◆ WHAT THIS TASK INVOLVES
Repeat the data below exactly, with every entry included.

◆ SUPPLIED MATERIAL
○ ○ ○ ○ ○ ○ ○
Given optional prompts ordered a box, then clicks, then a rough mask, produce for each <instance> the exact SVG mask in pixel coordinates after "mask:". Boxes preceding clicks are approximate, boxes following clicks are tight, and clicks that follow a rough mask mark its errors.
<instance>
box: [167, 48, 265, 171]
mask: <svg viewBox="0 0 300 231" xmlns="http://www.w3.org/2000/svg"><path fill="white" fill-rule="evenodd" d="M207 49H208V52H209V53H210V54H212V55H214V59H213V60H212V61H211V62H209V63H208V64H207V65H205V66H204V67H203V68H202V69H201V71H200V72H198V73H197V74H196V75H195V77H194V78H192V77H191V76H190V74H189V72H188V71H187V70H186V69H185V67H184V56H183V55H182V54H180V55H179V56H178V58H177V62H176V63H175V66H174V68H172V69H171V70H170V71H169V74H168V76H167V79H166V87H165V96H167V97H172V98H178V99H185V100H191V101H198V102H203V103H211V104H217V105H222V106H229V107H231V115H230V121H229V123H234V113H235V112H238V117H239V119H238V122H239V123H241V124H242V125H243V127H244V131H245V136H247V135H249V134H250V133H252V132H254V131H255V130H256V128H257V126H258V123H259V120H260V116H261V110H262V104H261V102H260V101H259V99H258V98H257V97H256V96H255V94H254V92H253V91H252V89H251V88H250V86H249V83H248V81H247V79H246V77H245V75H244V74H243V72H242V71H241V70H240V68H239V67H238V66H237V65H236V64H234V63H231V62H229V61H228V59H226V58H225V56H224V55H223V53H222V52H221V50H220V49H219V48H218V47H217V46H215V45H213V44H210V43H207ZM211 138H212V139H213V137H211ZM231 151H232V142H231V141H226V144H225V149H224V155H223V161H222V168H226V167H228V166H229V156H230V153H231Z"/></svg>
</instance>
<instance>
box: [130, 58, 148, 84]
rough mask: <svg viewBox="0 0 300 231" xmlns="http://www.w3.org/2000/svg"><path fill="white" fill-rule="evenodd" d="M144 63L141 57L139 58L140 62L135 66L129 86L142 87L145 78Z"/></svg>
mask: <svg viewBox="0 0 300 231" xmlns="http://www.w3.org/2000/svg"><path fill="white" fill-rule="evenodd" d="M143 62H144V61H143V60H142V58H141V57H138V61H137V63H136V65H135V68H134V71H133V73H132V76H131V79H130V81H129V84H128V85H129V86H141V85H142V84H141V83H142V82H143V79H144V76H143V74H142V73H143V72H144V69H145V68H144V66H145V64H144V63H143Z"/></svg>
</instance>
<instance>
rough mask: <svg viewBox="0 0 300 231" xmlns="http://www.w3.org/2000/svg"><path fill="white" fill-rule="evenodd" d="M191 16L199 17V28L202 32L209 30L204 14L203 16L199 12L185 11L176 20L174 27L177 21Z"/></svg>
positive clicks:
○ ○ ○ ○ ○ ○ ○
◆ FINISHED TASK
Given optional prompts ordered a box, then clicks, then a rough mask, produce for each <instance> the exact SVG mask in pixel coordinates after "mask:". Boxes preceding clicks are approximate, boxes following clicks are tight, and clicks that follow a rough mask mark its errors.
<instance>
box: [167, 48, 265, 171]
mask: <svg viewBox="0 0 300 231" xmlns="http://www.w3.org/2000/svg"><path fill="white" fill-rule="evenodd" d="M207 49H208V52H209V53H210V54H212V55H214V59H213V60H212V61H211V62H209V63H208V64H207V65H205V66H204V67H203V68H202V69H201V71H200V72H198V73H197V74H196V75H195V77H194V78H192V77H191V76H190V74H189V72H188V71H187V70H186V69H185V67H184V56H183V55H182V54H180V55H179V56H178V58H177V62H176V63H175V66H174V68H172V69H171V70H170V71H169V74H168V76H167V79H166V87H165V96H167V97H172V98H178V99H185V100H191V101H198V102H203V103H211V104H217V105H222V106H229V107H231V115H230V121H229V123H234V113H235V112H238V117H239V119H238V122H239V123H241V124H242V125H243V127H244V131H245V136H247V135H249V134H250V133H252V132H254V131H255V130H256V128H257V126H258V123H259V120H260V116H261V110H262V104H261V102H260V101H259V99H258V98H257V97H256V96H255V94H254V92H253V91H252V89H251V88H250V86H249V83H248V81H247V79H246V77H245V75H244V74H243V72H242V71H241V70H240V68H239V67H238V66H237V65H236V64H234V63H231V62H229V61H228V59H226V58H225V56H224V55H223V53H222V52H221V50H220V49H219V48H218V47H217V46H215V45H213V44H210V43H207ZM211 138H212V139H213V137H211ZM231 151H232V142H231V141H226V144H225V149H224V155H223V161H222V168H226V167H228V166H229V156H230V153H231Z"/></svg>
</instance>
<instance>
box: [130, 58, 148, 84]
rough mask: <svg viewBox="0 0 300 231" xmlns="http://www.w3.org/2000/svg"><path fill="white" fill-rule="evenodd" d="M144 63L141 57L139 58L140 62L135 66L129 86L142 87L145 78Z"/></svg>
mask: <svg viewBox="0 0 300 231" xmlns="http://www.w3.org/2000/svg"><path fill="white" fill-rule="evenodd" d="M143 62H144V61H143V60H142V58H141V57H138V61H137V63H136V65H135V68H134V71H133V73H132V76H131V79H130V81H129V84H128V85H129V86H141V85H142V84H141V83H142V82H143V79H144V76H143V74H142V73H143V72H144V69H145V68H144V66H145V64H144V63H143Z"/></svg>
</instance>
<instance>
rough mask: <svg viewBox="0 0 300 231" xmlns="http://www.w3.org/2000/svg"><path fill="white" fill-rule="evenodd" d="M191 16L199 17V28L202 32L209 30L204 14L203 16L199 12L185 11L176 20L174 27L177 21Z"/></svg>
positive clicks:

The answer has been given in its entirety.